§ Exercise instructions
Copy all lines below that use the word "using".
····················
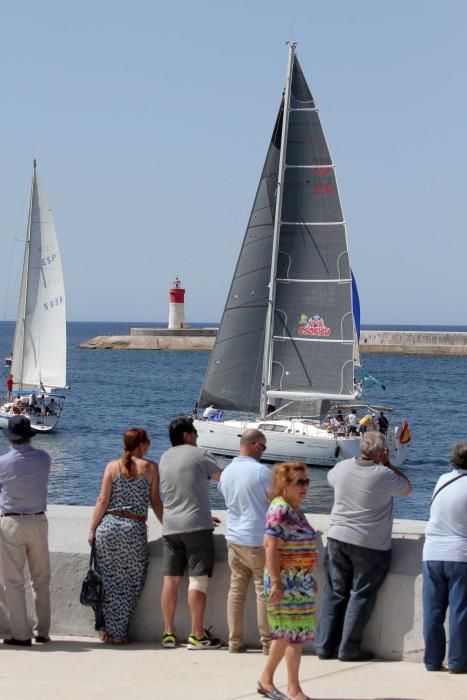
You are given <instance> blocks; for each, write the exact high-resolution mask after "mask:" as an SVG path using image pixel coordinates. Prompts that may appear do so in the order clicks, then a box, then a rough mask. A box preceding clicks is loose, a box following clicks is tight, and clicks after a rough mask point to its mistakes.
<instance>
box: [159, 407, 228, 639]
mask: <svg viewBox="0 0 467 700" xmlns="http://www.w3.org/2000/svg"><path fill="white" fill-rule="evenodd" d="M169 436H170V442H171V443H172V445H173V447H171V448H170V449H169V450H167V452H164V454H163V455H162V457H161V460H160V464H159V476H160V489H161V492H162V498H163V502H164V517H163V522H162V534H163V542H164V582H163V584H162V592H161V607H162V615H163V618H164V634H163V635H162V646H163V647H164V648H166V649H170V648H173V647H175V645H176V643H177V638H176V634H175V625H174V618H175V610H176V607H177V593H178V588H179V585H180V581H181V578H182V576H183V574H184V571H185V568H188V576H189V584H188V608H189V610H190V615H191V634H190V636H189V637H188V649H191V650H201V649H218V648H219V647H220V646H221V643H220V641H219V640H218V639H214V638H213V637H211V635H210V634H209V632H208V630H206V629H205V628H204V611H205V608H206V593H207V588H208V577H210V576H211V575H212V569H213V565H214V538H213V534H212V531H213V527H214V524H213V518H212V516H211V505H210V500H209V480H210V479H214V480H216V481H218V480H219V478H220V475H221V470H220V469H219V467H218V465H217V462H216V460H215V459H214V457H213V456H212V455H211V454H210V453H209V452H208V451H207V450H204V449H202V448H200V447H197V446H196V442H197V438H198V433H197V431H196V429H195V427H194V426H193V419H192V418H188V417H187V418H176V419H175V420H174V421H172V423H171V424H170V426H169Z"/></svg>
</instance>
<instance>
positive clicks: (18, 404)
mask: <svg viewBox="0 0 467 700" xmlns="http://www.w3.org/2000/svg"><path fill="white" fill-rule="evenodd" d="M12 410H13V413H15V414H16V415H19V414H20V413H22V411H23V402H22V401H21V396H20V395H19V394H17V395H16V399H15V400H14V401H13V406H12Z"/></svg>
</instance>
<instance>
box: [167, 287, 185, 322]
mask: <svg viewBox="0 0 467 700" xmlns="http://www.w3.org/2000/svg"><path fill="white" fill-rule="evenodd" d="M175 328H185V290H184V289H183V288H182V283H181V281H180V278H179V277H176V278H175V280H174V282H173V286H172V287H171V289H169V330H170V329H172V330H174V329H175Z"/></svg>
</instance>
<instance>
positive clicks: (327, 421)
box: [323, 413, 339, 433]
mask: <svg viewBox="0 0 467 700" xmlns="http://www.w3.org/2000/svg"><path fill="white" fill-rule="evenodd" d="M326 421H327V422H326V424H325V425H324V426H323V428H327V429H328V432H329V433H337V428H338V427H339V421H338V420H337V418H336V417H335V416H333V415H332V414H331V413H330V414H329V415H328V417H327V419H326Z"/></svg>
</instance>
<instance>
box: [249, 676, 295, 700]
mask: <svg viewBox="0 0 467 700" xmlns="http://www.w3.org/2000/svg"><path fill="white" fill-rule="evenodd" d="M257 693H259V695H263V696H264V697H265V698H270V700H288V698H287V695H286V694H285V693H282V692H281V691H280V690H278V689H277V688H276V687H275V686H274V685H273V686H272V688H271V690H266V688H265V687H264V686H263V685H262V684H261V681H258V688H257Z"/></svg>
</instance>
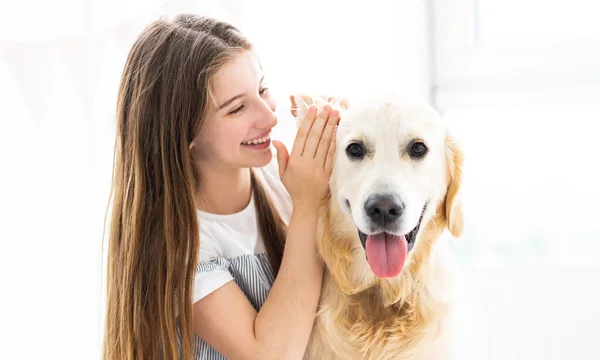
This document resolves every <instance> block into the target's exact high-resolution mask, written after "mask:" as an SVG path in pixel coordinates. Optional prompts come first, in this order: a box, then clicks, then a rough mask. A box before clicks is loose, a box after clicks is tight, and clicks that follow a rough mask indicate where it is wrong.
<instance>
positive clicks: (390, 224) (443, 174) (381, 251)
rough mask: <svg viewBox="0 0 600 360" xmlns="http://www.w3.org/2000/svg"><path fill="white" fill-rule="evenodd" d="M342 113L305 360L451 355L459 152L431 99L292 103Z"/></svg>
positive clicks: (322, 218)
mask: <svg viewBox="0 0 600 360" xmlns="http://www.w3.org/2000/svg"><path fill="white" fill-rule="evenodd" d="M290 99H291V103H292V104H291V105H292V107H291V113H292V115H293V116H294V117H295V118H296V120H297V124H298V125H299V123H300V122H301V121H302V119H303V118H304V116H305V114H306V112H307V110H308V107H309V106H310V105H311V104H315V105H317V108H318V109H319V110H320V109H322V107H323V106H324V105H325V104H329V105H331V106H332V107H333V108H335V109H338V110H340V112H341V119H340V123H339V126H338V129H337V133H336V142H337V145H336V147H337V148H336V154H335V160H334V166H333V171H332V175H331V179H330V193H329V196H328V198H327V199H326V201H325V202H324V204H323V206H322V208H321V209H320V214H319V226H318V240H317V243H318V249H319V253H320V256H321V257H322V259H323V261H324V263H325V265H326V266H325V272H324V278H323V285H322V292H321V297H320V300H319V307H318V311H317V316H316V318H315V323H314V326H313V330H312V333H311V337H310V340H309V343H308V346H307V349H306V353H305V356H304V359H305V360H313V359H319V360H334V359H344V360H354V359H356V360H359V359H361V360H362V359H364V360H386V359H405V360H408V359H410V360H413V359H419V360H422V359H427V360H430V359H431V360H438V359H439V360H441V359H449V358H450V357H451V354H452V340H453V337H452V329H453V327H452V321H453V319H452V310H453V301H452V297H453V293H452V265H453V263H452V253H451V249H450V247H449V244H448V241H447V240H445V239H444V238H443V237H442V235H443V234H444V232H445V231H446V229H447V230H448V231H449V233H450V234H451V235H452V236H453V237H460V236H461V234H462V231H463V227H464V224H463V213H462V206H461V203H460V200H459V198H460V197H459V190H460V186H461V174H462V169H463V152H462V150H461V149H460V147H459V145H458V142H457V141H456V139H455V138H454V137H453V136H451V135H450V132H449V130H448V127H447V126H446V124H444V122H443V121H442V118H441V117H440V115H439V114H438V113H437V112H436V111H435V110H434V109H433V108H432V107H431V106H429V105H428V104H426V103H420V102H412V101H408V100H406V99H403V98H401V97H399V96H397V95H395V94H382V95H378V96H373V97H371V98H366V99H363V100H361V101H359V102H357V103H355V102H354V101H353V102H352V105H350V103H349V102H348V101H347V100H344V99H337V98H334V97H325V96H309V95H306V94H301V95H298V96H291V97H290Z"/></svg>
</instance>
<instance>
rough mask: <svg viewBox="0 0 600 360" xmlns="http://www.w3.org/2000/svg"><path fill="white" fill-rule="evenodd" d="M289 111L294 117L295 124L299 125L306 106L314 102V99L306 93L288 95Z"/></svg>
mask: <svg viewBox="0 0 600 360" xmlns="http://www.w3.org/2000/svg"><path fill="white" fill-rule="evenodd" d="M290 102H291V107H290V112H291V114H292V116H293V117H294V118H295V119H296V125H297V126H300V123H301V122H302V119H304V116H306V113H307V112H308V108H309V107H310V106H311V105H313V104H315V101H314V99H313V98H312V97H311V96H309V95H306V94H298V95H290Z"/></svg>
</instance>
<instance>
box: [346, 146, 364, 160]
mask: <svg viewBox="0 0 600 360" xmlns="http://www.w3.org/2000/svg"><path fill="white" fill-rule="evenodd" d="M346 154H348V156H350V157H352V158H362V157H363V156H365V151H364V149H363V147H362V146H361V145H360V144H357V143H352V144H350V145H348V147H347V148H346Z"/></svg>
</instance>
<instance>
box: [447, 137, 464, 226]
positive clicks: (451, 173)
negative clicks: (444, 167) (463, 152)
mask: <svg viewBox="0 0 600 360" xmlns="http://www.w3.org/2000/svg"><path fill="white" fill-rule="evenodd" d="M463 160H464V159H463V151H462V149H461V148H460V146H459V145H458V143H457V141H456V140H455V139H454V138H453V137H452V136H451V135H449V134H448V133H446V164H447V167H448V177H449V182H448V188H447V189H446V208H445V211H446V221H447V226H448V230H450V234H452V236H454V237H459V236H461V235H462V232H463V228H464V219H463V209H462V204H461V201H460V196H459V195H460V194H459V190H460V187H461V182H462V171H463Z"/></svg>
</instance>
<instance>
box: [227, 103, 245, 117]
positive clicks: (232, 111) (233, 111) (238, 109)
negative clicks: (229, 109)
mask: <svg viewBox="0 0 600 360" xmlns="http://www.w3.org/2000/svg"><path fill="white" fill-rule="evenodd" d="M243 109H244V105H240V106H238V107H237V108H235V109H234V110H231V111H230V112H229V115H235V114H237V113H239V112H240V111H242V110H243Z"/></svg>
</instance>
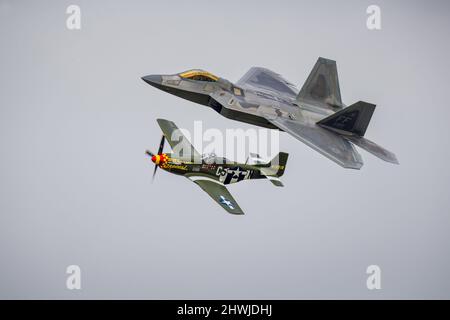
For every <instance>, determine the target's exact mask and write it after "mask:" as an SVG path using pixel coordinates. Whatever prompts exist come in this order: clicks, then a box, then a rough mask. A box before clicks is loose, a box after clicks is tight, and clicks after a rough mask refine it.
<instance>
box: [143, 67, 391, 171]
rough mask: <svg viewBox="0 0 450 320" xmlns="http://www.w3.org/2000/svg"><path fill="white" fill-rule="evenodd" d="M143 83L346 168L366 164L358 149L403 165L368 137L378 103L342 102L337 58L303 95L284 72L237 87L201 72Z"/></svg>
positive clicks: (167, 76) (251, 69)
mask: <svg viewBox="0 0 450 320" xmlns="http://www.w3.org/2000/svg"><path fill="white" fill-rule="evenodd" d="M142 79H143V80H144V81H145V82H147V83H148V84H150V85H152V86H154V87H156V88H158V89H161V90H163V91H165V92H168V93H171V94H173V95H176V96H178V97H181V98H184V99H187V100H190V101H193V102H196V103H199V104H202V105H205V106H208V107H211V108H212V109H214V110H215V111H217V112H218V113H220V114H221V115H223V116H224V117H226V118H229V119H233V120H237V121H242V122H246V123H250V124H253V125H257V126H261V127H266V128H270V129H279V130H281V131H285V132H287V133H289V134H291V135H292V136H294V137H295V138H297V139H298V140H300V141H302V142H303V143H305V144H306V145H308V146H310V147H311V148H313V149H314V150H316V151H318V152H320V153H321V154H323V155H324V156H326V157H328V158H329V159H331V160H333V161H334V162H336V163H337V164H339V165H341V166H342V167H344V168H351V169H360V168H361V167H362V166H363V160H362V158H361V155H360V154H359V153H358V152H357V151H356V149H355V147H354V146H353V145H357V146H358V147H360V148H362V149H364V150H366V151H368V152H370V153H372V154H373V155H375V156H377V157H378V158H380V159H382V160H385V161H388V162H391V163H396V164H398V160H397V158H396V156H395V155H394V154H393V153H392V152H390V151H388V150H386V149H384V148H382V147H381V146H379V145H377V144H376V143H374V142H372V141H370V140H368V139H367V138H365V137H364V135H365V133H366V129H367V126H368V125H369V121H370V119H371V117H372V114H373V112H374V110H375V105H374V104H371V103H367V102H363V101H359V102H356V103H354V104H352V105H350V106H346V105H344V104H343V103H342V100H341V92H340V89H339V80H338V74H337V67H336V62H335V61H333V60H329V59H325V58H319V59H318V60H317V62H316V64H315V65H314V68H313V69H312V71H311V73H310V75H309V77H308V78H307V80H306V82H305V84H304V85H303V87H302V88H301V90H300V91H298V90H297V89H296V87H295V86H294V85H293V84H292V83H290V82H288V81H287V80H285V79H284V78H283V77H282V76H280V75H279V74H277V73H275V72H273V71H270V70H268V69H265V68H260V67H253V68H251V69H250V70H249V71H248V72H247V73H246V74H245V75H244V76H243V77H242V78H241V79H240V80H239V81H238V82H236V83H232V82H230V81H228V80H226V79H224V78H219V77H217V76H215V75H213V74H211V73H209V72H207V71H203V70H197V69H196V70H189V71H186V72H182V73H177V74H172V75H149V76H145V77H142Z"/></svg>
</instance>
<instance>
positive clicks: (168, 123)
mask: <svg viewBox="0 0 450 320" xmlns="http://www.w3.org/2000/svg"><path fill="white" fill-rule="evenodd" d="M156 121H158V124H159V126H160V127H161V130H162V132H163V134H164V136H165V137H166V140H167V142H168V143H169V144H170V147H171V148H172V150H173V153H175V154H178V155H179V156H180V157H184V158H190V159H192V160H193V159H201V156H200V154H199V153H198V152H197V150H195V148H194V146H193V145H192V144H191V143H190V142H189V140H188V139H187V138H186V137H185V136H184V135H183V133H182V132H181V130H180V129H179V128H178V127H177V126H176V124H175V123H173V122H172V121H169V120H165V119H157V120H156Z"/></svg>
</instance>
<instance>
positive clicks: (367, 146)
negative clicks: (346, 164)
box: [345, 136, 399, 164]
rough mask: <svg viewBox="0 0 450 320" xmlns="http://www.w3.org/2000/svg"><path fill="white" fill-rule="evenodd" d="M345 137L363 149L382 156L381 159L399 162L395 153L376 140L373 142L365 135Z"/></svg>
mask: <svg viewBox="0 0 450 320" xmlns="http://www.w3.org/2000/svg"><path fill="white" fill-rule="evenodd" d="M345 139H347V140H349V141H350V142H352V143H354V144H356V145H357V146H358V147H360V148H361V149H364V150H366V151H367V152H370V153H371V154H373V155H374V156H376V157H378V158H380V159H381V160H384V161H387V162H391V163H395V164H399V163H398V160H397V157H396V156H395V154H393V153H392V152H390V151H389V150H386V149H384V148H383V147H381V146H379V145H377V144H376V143H375V142H372V141H370V140H368V139H366V138H364V137H356V136H346V137H345Z"/></svg>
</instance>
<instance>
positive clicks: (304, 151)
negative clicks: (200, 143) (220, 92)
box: [0, 0, 450, 299]
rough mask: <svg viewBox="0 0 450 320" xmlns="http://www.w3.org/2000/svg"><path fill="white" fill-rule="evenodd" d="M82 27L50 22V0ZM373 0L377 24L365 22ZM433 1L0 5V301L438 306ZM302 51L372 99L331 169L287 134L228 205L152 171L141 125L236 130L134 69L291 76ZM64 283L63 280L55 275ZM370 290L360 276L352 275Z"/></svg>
mask: <svg viewBox="0 0 450 320" xmlns="http://www.w3.org/2000/svg"><path fill="white" fill-rule="evenodd" d="M70 4H77V5H79V6H80V8H81V13H82V18H81V23H82V28H81V30H74V31H70V30H68V29H67V28H66V19H67V14H66V13H65V11H66V8H67V6H68V5H70ZM370 4H377V5H379V6H380V8H381V19H382V20H381V21H382V22H381V23H382V29H381V30H378V31H369V30H368V29H367V28H366V18H367V14H366V8H367V6H368V5H370ZM449 9H450V4H449V3H448V2H447V1H375V2H373V1H339V2H336V1H226V2H224V1H206V0H205V1H189V2H186V1H170V2H167V1H166V2H163V1H161V2H156V1H155V2H153V1H8V0H0V42H1V51H0V67H1V68H0V70H1V73H0V88H1V94H0V132H1V134H0V146H1V150H2V152H1V166H0V178H1V179H0V298H63V299H76V298H87V299H91V298H106V299H108V298H152V299H158V298H164V299H167V298H174V299H177V298H236V299H240V298H256V299H258V298H268V299H272V298H273V299H278V298H286V299H299V298H326V299H328V298H344V299H345V298H370V299H372V298H373V299H379V298H450V279H449V277H448V270H450V258H449V254H448V253H449V252H450V243H449V240H450V236H449V232H448V230H449V222H450V217H449V208H450V197H449V195H448V192H449V190H450V174H449V173H450V171H449V163H450V151H449V150H450V141H449V137H450V126H449V120H450V108H449V105H448V104H449V103H448V84H449V80H448V79H449V71H450V70H449V69H450V68H449V66H450V62H449V61H450V60H449V59H448V52H449V50H450V44H449V41H448V32H449V30H450V28H449V27H450V20H449V19H448V17H449V14H450V10H449ZM318 56H323V57H326V58H330V59H334V60H336V61H337V64H338V72H339V78H340V86H341V92H342V97H343V100H344V102H345V103H346V104H351V103H353V102H356V101H358V100H364V101H368V102H371V103H375V104H377V109H376V111H375V114H374V116H373V118H372V121H371V124H370V126H369V129H368V130H367V133H366V136H367V137H368V138H369V139H371V140H373V141H375V142H377V143H379V144H380V145H382V146H384V147H386V148H387V149H389V150H392V151H394V152H395V153H396V155H397V156H398V158H399V160H400V166H394V165H391V164H388V163H385V162H383V161H381V160H379V159H377V158H375V157H373V156H371V155H370V154H367V153H366V152H364V151H361V154H362V156H363V158H364V161H365V165H364V167H363V168H362V170H361V171H351V170H345V169H343V168H341V167H339V166H337V165H336V164H335V163H333V162H331V161H330V160H328V159H326V158H325V157H323V156H321V155H320V154H319V153H317V152H314V151H313V150H311V149H310V148H308V147H307V146H305V145H303V144H302V143H301V142H299V141H297V140H295V139H294V138H292V137H290V136H289V135H287V134H286V133H281V134H280V148H281V149H282V150H283V151H286V152H289V154H290V157H289V162H288V165H287V169H286V173H285V176H283V181H284V183H285V185H286V186H285V188H275V187H273V186H272V185H271V184H270V183H269V182H267V181H252V182H248V181H247V182H243V183H240V184H235V185H232V186H230V187H229V190H230V192H231V193H232V194H233V195H234V196H235V198H236V200H237V201H238V202H239V204H240V206H241V207H242V208H243V210H244V211H245V212H246V215H245V216H243V217H236V216H232V215H227V214H226V212H225V211H224V210H223V209H222V208H220V207H219V206H218V205H217V204H216V203H214V202H213V201H212V200H211V199H210V198H209V197H208V195H206V194H205V193H203V192H202V191H201V190H200V188H198V187H197V186H195V185H194V184H193V183H192V182H189V181H188V180H187V179H184V178H182V177H178V176H175V175H170V174H168V173H166V172H162V171H160V172H158V175H157V176H156V180H155V182H154V183H153V184H152V183H151V175H152V170H153V168H152V167H153V166H152V163H151V162H150V161H149V160H148V158H146V157H145V155H144V150H145V149H147V148H151V149H153V150H154V149H156V148H157V144H158V143H159V139H160V134H161V133H160V129H159V127H158V126H157V123H156V121H155V119H156V118H158V117H161V118H167V119H170V120H173V121H174V122H175V123H177V124H178V125H179V126H180V127H184V128H188V129H192V128H193V123H194V121H195V120H203V121H204V122H203V125H204V127H205V128H218V129H220V130H225V129H227V128H244V129H247V128H251V127H252V126H250V125H247V124H244V123H239V122H235V121H232V120H228V119H226V118H223V117H221V116H220V115H218V114H217V113H215V112H214V111H213V110H208V109H207V108H206V107H202V106H199V105H195V104H194V103H191V102H189V101H185V100H182V99H179V98H177V97H174V96H170V95H167V94H165V93H163V92H161V91H158V90H156V89H154V88H152V87H150V86H148V85H147V84H145V83H144V82H143V81H142V80H141V79H140V77H141V76H143V75H146V74H153V73H175V72H179V71H183V70H186V69H190V68H203V69H206V70H209V71H211V72H213V73H214V74H216V75H219V76H221V77H224V78H226V79H229V80H230V81H237V80H238V79H239V78H240V77H241V76H242V75H243V74H244V73H245V72H246V71H247V70H248V69H249V68H250V67H252V66H264V67H267V68H269V69H272V70H274V71H276V72H278V73H280V74H282V75H283V76H284V77H286V78H287V79H288V80H290V81H291V82H292V83H295V84H297V86H299V87H301V85H302V84H303V82H304V81H305V79H306V77H307V76H308V74H309V72H310V70H311V68H312V66H313V65H314V63H315V61H316V59H317V57H318ZM71 264H76V265H79V266H80V267H81V270H82V289H81V290H80V291H76V290H75V291H69V290H67V289H66V286H65V282H66V277H67V275H66V273H65V270H66V267H67V266H68V265H71ZM371 264H376V265H379V266H380V267H381V270H382V280H381V284H382V289H381V290H373V291H369V290H368V289H367V288H366V278H367V275H366V273H365V272H366V268H367V266H368V265H371Z"/></svg>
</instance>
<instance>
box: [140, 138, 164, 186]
mask: <svg viewBox="0 0 450 320" xmlns="http://www.w3.org/2000/svg"><path fill="white" fill-rule="evenodd" d="M164 141H165V137H164V135H163V136H162V137H161V142H160V143H159V148H158V153H157V154H153V153H152V152H151V151H148V150H147V151H146V152H145V153H147V154H148V155H149V156H150V158H151V159H152V162H153V163H154V164H155V169H154V170H153V176H152V181H153V180H154V179H155V174H156V170H158V166H160V165H161V164H163V163H165V162H166V161H167V155H166V154H165V153H162V151H163V150H164Z"/></svg>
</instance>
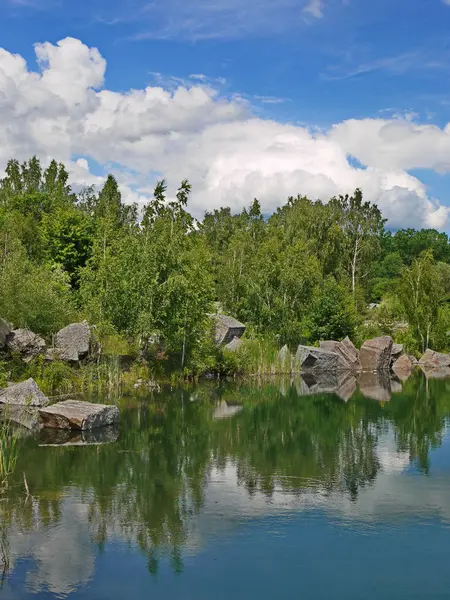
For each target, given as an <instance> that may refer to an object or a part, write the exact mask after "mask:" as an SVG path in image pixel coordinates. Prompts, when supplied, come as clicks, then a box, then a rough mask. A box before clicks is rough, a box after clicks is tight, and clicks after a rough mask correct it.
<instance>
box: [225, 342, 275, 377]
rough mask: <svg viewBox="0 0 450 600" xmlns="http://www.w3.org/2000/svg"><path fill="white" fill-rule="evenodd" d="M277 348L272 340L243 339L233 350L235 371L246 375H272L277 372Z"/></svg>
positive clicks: (226, 354)
mask: <svg viewBox="0 0 450 600" xmlns="http://www.w3.org/2000/svg"><path fill="white" fill-rule="evenodd" d="M278 353H279V348H278V347H277V344H276V343H275V342H274V341H273V340H267V339H260V340H244V341H243V344H242V345H241V346H240V347H239V348H238V349H237V350H236V351H235V352H234V353H230V352H227V350H224V354H226V355H230V354H233V355H234V357H235V358H234V360H235V363H236V366H237V371H238V372H240V373H244V374H248V375H274V374H275V373H277V372H279V365H278V363H279V358H278Z"/></svg>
····················
§ Output below
You are given <instance> blocks; for each, write the exact high-resolution mask after "mask:" as an SVG path using image pixel coordinates. Prompts that may appear do so in the order clicks, then a box, then a rough mask. A box preceding clicks is loose, a box following clicks is tight, and clicks after a rough mask point to its mistakes.
For every <instance>, determine the target's exact mask and write it after "mask:" as an SVG path using pixel coordinates. Whatever prompts exist come in this order: clicks, then a box, then a rough mask. A box before clicks is loose, a box after clicks is tight, and clicks after a rough mask refine it.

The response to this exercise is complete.